You’ve built yourself a SaaS business. I'm here to tell you that you probably haven't thought enough about this pricing strategy.
Sure engagement won’t come for free but that’s just a fixed cost. Like the cost of building software for the SaaS. Once you get the ball rolling, you’ll have a neat flywheel:
Engagement → Members getting value → New members → Engagement
It’s the gold mine of SaaS but better - because humans have a natural tendency to invite their friends to a community.
Referral engine built-in baby!
Then, you notice that you have a churn problem.
You notice that a typical member stays for ~3 months and then bounces.
You organise some customer research calls where churned customers tell you:
- some version of how they’ve become too busy to participate in the community
- you ask them why they joined and they tell you that its to meet other interesting people and learn from them
- the highlight of their experience was being introduced to that one person who ended up becoming their mentor
Okay so you decide that you need to create more touch points. More ways for members to collide with other members.
Solution? Hire a Community Manager!
Their job is build more engagement programs. More live workshops, seed more conversations in Slack and do more of what’s working in other communities. So you hire one.
Guess what, you end up hiring a good one who knows their shit. And before you know it:
- You now have a calendar filled with min. 1 event each week
- Your Slack feels more lively - there’s a new conversation happening almost every day
- they have set up tools to automate onboarding DMs to members and introducing them to other members
- you have customers telling you what a great time they’ve been having
This pushes the average lifetime membership time from 3 to 5 months. But the churn problem didn’t go away. You still have a leaky bucket.
You calculate the lifetime value of an average customer and it hovers around ~$150.
So you decide..
Let’s switch off monthly payments!
Members need to stay in the community for a long enough time to experience the benefits. You don’t want them to evaluate the ROI of your community membership each month.
Smart move!
But annual pricing is a different beast.
- Your conversion rate has dropped off a cliff because the sticker price just went from $30 to $300 (you’re giving 2 months free). That’s okay - you expected it. You’ll just offer some discounts on top to manage the demand.
- You notice almost no one is renewing for the second year
But the worst is yet to come…
- One of your close friends who is also a member of the community DMs you to talk about a conversation that he had with another customer in a virtual coffee chat. That customer is on month #10 of his membership and told him that he is marking it off as a bad investment. He used what community had to offer for 2 months but after that there was nothing for him. He even says that he’s warned people against buying the membership.
Woah!
What if other churned members are saying the same things? That’s the opposite of a referral. And here you thought that you would have a referral engine built-in.
Worst part, you can’t do anything to win them because they just aren’t ready to put in the time it takes to get value out of the community.
So essentially you have:
- about 30 customers who are your true fans and love the annual membership - that’s ~$9k ARR
- a growth problem that is made worse due to the anti-referral engine
- little to no recurring payments
Sure, you can try raising the prices to further weed out the low-intent customers or create a process to try to “win back” the churned customers.
But you always wonder:
“That is not the money making SaaS business that I signed up for! How far will it really scale?”
- - -
**DIRECTIVE 1**
In the text on SaaS pricing, list each result that follows "before you know it" once a Community Manager is hired.
The text on SaaS pricing and the records have no connection to each other.

**SUPPLIED MATERIAL**
- - -
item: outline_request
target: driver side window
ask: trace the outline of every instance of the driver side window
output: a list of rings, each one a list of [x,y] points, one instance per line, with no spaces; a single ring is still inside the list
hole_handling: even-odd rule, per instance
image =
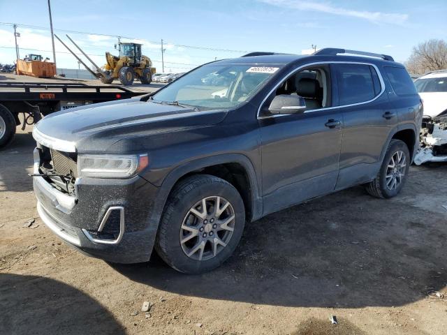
- - -
**DIRECTIVE 2**
Please recast every line of the records as a numbered list, skipping blank lines and leaving the picture out.

**WRITTEN RESPONSE 1**
- A calendar filled with at least one event each week
- A livelier Slack, with a new conversation happening almost every day
- Tools set up to automate onboarding DMs to members and introduce them to other members
- Customers saying what a great time they've been having

**WRITTEN RESPONSE 2**
1. item: outline_request
2. target: driver side window
3. ask: trace the outline of every instance of the driver side window
4. output: a list of rings, each one a list of [x,y] points, one instance per line, with no spaces; a single ring is still inside the list
5. hole_handling: even-odd rule, per instance
6. image =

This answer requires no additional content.